> [Description of the task]
Please render the lines of the data between the line holding "Target: sign with arrows" and the line holding "POLYGON ((166 101, 163", inclusive, as a Markdown table with columns Row and Line. Leave out blank lines.

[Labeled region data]
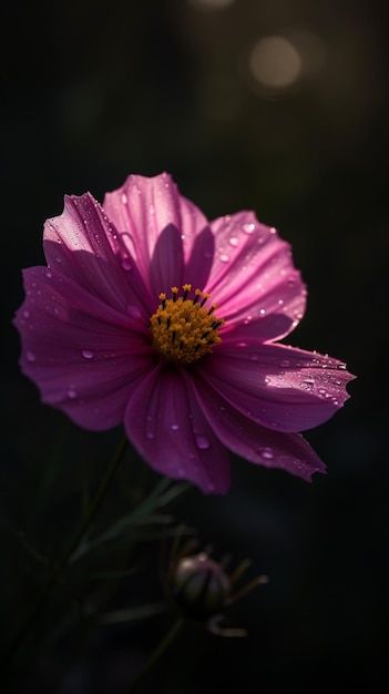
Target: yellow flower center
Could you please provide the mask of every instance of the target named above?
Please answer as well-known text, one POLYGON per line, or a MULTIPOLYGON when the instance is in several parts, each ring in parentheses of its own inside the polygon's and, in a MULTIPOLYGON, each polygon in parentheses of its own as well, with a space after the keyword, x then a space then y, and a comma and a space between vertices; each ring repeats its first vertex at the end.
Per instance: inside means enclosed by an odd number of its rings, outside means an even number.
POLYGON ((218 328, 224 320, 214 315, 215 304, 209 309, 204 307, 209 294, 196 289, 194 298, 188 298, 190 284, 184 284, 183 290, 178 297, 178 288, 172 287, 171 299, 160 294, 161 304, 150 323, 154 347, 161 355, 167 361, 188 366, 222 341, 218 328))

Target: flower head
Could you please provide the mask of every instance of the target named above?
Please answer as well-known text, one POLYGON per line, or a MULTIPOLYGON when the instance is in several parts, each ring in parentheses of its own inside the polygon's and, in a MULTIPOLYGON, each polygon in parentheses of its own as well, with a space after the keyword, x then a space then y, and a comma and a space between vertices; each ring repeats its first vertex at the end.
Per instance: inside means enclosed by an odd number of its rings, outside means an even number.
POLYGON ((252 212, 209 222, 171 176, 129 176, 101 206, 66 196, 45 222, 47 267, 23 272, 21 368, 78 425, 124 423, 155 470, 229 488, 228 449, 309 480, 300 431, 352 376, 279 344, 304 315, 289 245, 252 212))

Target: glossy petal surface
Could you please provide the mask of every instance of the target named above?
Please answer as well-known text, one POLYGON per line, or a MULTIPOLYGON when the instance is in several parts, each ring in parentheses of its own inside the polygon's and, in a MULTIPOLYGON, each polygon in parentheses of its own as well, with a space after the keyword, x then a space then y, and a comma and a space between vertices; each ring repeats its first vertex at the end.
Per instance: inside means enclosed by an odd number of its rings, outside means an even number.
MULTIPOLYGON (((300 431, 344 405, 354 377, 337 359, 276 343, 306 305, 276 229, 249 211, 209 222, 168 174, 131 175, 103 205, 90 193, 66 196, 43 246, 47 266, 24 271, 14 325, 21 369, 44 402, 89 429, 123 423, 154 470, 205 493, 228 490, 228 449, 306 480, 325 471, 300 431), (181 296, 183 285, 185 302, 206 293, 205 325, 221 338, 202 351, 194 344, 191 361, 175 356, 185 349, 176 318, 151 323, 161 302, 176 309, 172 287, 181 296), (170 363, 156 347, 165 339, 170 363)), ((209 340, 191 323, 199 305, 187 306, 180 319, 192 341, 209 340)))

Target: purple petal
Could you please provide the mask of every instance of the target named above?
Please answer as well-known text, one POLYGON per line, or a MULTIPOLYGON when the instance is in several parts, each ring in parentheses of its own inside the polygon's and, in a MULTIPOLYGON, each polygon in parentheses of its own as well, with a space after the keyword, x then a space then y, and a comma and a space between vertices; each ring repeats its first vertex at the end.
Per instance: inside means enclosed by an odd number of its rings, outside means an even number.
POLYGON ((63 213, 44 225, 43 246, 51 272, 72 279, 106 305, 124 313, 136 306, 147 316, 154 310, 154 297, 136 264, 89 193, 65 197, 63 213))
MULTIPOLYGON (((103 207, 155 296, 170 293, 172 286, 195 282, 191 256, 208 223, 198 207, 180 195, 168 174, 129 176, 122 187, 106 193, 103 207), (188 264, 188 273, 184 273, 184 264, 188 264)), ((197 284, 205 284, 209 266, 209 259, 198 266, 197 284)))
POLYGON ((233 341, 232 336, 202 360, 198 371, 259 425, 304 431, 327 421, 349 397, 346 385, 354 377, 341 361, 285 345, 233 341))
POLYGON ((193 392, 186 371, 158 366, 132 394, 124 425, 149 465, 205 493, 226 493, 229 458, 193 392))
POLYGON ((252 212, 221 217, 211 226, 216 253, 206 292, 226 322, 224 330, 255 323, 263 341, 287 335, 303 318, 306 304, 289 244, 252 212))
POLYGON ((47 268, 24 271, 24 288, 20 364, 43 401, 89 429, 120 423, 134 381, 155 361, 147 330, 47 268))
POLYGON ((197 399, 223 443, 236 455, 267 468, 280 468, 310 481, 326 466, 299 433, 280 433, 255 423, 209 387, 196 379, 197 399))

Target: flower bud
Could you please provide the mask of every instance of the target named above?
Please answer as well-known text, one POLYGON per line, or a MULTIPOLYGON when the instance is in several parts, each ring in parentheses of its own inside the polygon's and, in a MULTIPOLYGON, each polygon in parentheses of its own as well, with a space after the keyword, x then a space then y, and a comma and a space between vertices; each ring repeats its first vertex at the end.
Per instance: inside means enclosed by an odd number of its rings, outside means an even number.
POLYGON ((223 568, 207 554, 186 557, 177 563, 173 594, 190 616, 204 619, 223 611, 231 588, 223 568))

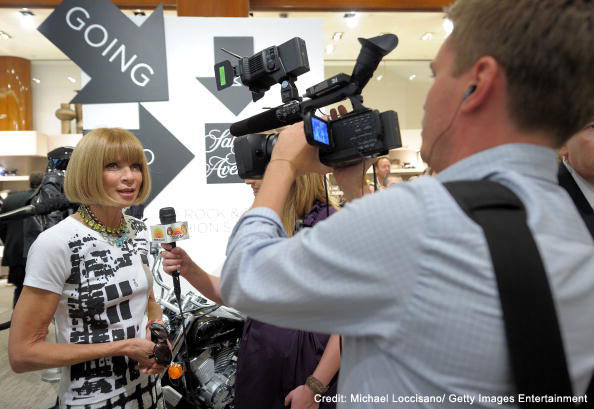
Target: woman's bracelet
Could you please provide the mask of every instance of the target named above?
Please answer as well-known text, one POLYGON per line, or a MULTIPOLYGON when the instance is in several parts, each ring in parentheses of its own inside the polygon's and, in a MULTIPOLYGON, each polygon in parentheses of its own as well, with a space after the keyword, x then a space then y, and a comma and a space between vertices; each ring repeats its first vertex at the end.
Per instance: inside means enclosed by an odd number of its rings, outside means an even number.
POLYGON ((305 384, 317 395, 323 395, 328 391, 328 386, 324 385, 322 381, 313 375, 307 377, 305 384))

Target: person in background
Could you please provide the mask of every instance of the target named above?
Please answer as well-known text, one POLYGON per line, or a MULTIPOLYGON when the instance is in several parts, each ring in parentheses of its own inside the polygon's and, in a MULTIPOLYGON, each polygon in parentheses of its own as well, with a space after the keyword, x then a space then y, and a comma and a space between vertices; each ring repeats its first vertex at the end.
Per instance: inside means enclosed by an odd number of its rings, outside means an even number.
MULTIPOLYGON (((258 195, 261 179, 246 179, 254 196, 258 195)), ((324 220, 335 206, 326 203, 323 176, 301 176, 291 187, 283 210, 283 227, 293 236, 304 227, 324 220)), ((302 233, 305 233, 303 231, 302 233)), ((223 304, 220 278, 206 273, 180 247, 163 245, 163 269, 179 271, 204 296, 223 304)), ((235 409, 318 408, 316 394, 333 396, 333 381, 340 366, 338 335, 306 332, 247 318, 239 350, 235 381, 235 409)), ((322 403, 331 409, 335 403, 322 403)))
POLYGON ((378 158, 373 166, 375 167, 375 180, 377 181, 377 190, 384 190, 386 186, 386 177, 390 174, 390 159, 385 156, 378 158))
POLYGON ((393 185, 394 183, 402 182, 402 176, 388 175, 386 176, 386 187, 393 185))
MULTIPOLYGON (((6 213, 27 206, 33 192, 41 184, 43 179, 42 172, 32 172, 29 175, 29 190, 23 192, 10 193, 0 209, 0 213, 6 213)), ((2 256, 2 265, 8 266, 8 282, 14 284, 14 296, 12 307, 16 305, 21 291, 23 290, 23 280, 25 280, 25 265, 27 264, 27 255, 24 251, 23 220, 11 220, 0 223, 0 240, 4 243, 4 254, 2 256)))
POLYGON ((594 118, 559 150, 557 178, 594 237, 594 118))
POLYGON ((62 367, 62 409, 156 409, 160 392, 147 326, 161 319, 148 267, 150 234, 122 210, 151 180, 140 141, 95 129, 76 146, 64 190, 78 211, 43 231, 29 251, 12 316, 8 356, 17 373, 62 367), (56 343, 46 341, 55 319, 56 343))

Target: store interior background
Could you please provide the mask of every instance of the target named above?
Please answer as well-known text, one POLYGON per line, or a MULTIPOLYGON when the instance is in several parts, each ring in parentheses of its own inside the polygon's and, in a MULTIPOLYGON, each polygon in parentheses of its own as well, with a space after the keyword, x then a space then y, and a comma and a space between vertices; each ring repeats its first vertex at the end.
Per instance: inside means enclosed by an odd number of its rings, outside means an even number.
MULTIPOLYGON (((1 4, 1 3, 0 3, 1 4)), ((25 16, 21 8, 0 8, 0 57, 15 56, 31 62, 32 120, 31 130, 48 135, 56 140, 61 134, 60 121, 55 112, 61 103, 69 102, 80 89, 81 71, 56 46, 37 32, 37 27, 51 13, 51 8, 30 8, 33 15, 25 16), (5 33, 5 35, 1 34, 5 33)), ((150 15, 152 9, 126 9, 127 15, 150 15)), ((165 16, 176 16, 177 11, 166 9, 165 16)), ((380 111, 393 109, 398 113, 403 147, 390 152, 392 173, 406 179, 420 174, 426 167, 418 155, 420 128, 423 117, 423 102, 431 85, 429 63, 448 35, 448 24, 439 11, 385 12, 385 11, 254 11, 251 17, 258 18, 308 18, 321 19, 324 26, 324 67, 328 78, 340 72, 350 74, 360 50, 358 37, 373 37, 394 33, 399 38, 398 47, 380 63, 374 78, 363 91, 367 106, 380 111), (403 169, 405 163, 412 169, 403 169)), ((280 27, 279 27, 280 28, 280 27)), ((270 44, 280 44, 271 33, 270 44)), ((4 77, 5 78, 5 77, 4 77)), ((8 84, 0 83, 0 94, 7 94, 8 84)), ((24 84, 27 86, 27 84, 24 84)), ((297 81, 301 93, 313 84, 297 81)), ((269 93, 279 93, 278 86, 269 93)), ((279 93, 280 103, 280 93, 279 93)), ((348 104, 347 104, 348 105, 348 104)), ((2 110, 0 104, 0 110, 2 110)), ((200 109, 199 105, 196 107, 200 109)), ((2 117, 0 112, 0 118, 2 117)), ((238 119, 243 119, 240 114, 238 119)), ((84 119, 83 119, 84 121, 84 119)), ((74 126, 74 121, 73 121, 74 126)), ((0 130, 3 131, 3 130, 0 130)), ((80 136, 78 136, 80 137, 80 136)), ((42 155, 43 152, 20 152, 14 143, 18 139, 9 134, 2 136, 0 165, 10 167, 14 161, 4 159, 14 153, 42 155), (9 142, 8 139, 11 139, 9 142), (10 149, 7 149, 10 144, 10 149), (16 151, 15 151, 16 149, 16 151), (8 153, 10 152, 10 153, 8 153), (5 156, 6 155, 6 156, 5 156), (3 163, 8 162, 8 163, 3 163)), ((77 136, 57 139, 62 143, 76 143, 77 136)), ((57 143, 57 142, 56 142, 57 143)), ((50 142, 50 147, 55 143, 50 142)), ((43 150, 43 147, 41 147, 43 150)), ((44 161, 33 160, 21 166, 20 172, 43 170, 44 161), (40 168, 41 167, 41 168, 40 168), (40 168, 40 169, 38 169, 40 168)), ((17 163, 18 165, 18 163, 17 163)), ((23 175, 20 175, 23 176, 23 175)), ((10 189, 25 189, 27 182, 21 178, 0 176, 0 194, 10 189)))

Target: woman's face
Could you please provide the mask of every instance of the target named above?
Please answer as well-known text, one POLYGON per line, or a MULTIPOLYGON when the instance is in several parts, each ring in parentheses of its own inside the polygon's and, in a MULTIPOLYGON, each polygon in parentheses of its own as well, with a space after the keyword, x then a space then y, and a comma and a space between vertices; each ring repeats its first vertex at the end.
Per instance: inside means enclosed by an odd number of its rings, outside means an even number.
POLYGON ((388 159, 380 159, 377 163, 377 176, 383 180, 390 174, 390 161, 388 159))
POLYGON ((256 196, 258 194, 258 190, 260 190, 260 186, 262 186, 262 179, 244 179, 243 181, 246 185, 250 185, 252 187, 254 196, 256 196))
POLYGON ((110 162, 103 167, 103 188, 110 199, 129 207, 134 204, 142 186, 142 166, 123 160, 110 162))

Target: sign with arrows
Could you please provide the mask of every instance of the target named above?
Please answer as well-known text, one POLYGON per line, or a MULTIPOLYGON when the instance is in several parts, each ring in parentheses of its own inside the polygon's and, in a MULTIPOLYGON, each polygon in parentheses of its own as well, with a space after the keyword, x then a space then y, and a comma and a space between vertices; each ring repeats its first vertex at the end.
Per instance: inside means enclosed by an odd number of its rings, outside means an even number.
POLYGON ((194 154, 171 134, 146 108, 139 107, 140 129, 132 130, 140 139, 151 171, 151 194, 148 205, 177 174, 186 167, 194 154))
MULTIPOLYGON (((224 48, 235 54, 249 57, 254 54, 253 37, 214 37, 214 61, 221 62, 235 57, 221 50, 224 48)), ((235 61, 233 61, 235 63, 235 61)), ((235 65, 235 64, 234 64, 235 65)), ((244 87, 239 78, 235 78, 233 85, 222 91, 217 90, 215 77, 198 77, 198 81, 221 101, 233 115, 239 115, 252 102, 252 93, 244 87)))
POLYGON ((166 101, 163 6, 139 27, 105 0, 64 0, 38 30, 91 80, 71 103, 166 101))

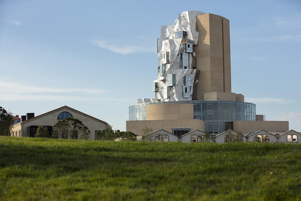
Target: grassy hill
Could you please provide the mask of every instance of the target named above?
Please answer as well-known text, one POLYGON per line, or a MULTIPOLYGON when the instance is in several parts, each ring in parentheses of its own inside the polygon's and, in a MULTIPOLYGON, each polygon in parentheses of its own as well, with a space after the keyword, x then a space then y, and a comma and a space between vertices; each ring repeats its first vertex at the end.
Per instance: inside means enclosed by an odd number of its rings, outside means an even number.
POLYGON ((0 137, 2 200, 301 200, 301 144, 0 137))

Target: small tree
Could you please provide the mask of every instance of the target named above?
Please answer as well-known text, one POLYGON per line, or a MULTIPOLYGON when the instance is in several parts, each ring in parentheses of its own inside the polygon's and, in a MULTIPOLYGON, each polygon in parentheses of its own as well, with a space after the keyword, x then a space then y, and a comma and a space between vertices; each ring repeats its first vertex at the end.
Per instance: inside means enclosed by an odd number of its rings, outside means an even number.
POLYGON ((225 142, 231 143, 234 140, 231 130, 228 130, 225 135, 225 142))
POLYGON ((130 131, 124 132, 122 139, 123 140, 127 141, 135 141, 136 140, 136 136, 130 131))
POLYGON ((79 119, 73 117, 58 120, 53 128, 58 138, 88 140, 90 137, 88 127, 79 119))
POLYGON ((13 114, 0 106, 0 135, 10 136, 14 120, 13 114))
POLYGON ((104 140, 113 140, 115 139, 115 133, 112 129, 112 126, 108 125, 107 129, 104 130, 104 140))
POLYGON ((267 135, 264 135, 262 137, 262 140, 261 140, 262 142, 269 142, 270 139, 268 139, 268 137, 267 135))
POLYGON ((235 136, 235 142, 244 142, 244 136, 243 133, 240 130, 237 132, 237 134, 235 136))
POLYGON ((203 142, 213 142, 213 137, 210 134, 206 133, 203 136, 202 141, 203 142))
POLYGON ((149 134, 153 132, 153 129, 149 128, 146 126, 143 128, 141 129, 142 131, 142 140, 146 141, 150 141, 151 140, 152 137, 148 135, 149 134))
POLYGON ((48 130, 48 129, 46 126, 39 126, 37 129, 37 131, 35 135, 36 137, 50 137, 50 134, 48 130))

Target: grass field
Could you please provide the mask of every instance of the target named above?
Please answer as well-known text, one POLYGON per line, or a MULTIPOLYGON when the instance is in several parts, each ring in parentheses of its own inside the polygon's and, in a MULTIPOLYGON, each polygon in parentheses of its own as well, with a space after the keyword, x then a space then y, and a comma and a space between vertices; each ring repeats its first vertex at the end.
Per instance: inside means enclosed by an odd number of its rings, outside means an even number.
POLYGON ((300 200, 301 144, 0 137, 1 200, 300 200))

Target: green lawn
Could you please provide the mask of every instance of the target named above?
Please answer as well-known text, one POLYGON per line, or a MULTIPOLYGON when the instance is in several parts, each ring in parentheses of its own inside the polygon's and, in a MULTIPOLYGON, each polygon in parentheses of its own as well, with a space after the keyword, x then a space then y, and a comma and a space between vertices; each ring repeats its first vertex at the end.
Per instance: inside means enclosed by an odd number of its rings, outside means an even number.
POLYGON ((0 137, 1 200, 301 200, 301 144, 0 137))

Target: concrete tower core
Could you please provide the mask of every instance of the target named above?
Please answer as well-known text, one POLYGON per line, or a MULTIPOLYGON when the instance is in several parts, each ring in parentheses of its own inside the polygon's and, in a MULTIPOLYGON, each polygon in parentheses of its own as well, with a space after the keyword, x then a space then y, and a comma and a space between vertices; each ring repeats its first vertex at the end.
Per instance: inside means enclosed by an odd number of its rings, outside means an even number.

> [Full output]
| Row | Line |
|---|---|
| 1 | Target: sign with arrows |
| 2 | Could you please provide the mask of every instance of the target named above? |
| 3 | Please answer as well-known text, one POLYGON per line, or a MULTIPOLYGON when the instance is in several parts, each ring in parentheses of its own inside the polygon's and, in a MULTIPOLYGON, each polygon in parentheses of its own as well, with a space after the keyword, x then a space then y, and a comma and a space between vertices; each ring repeats its first vertex at the end. |
| 4 | Per instance: inside means enclosed by an odd number of its rings, outside means an even number. |
| 5 | POLYGON ((194 154, 171 134, 146 108, 139 107, 140 129, 132 130, 140 139, 151 171, 151 194, 148 205, 177 174, 186 167, 194 154)) |
| 6 | MULTIPOLYGON (((224 48, 235 54, 249 57, 254 54, 253 37, 214 37, 214 61, 221 62, 235 57, 221 50, 224 48)), ((235 61, 233 61, 235 63, 235 61)), ((235 65, 235 64, 234 64, 235 65)), ((244 87, 239 78, 235 78, 233 85, 222 91, 217 90, 215 77, 198 77, 198 81, 221 101, 233 115, 239 115, 252 102, 252 93, 244 87))) |
| 7 | POLYGON ((166 101, 163 6, 139 27, 105 0, 64 0, 38 30, 91 80, 71 103, 166 101)) |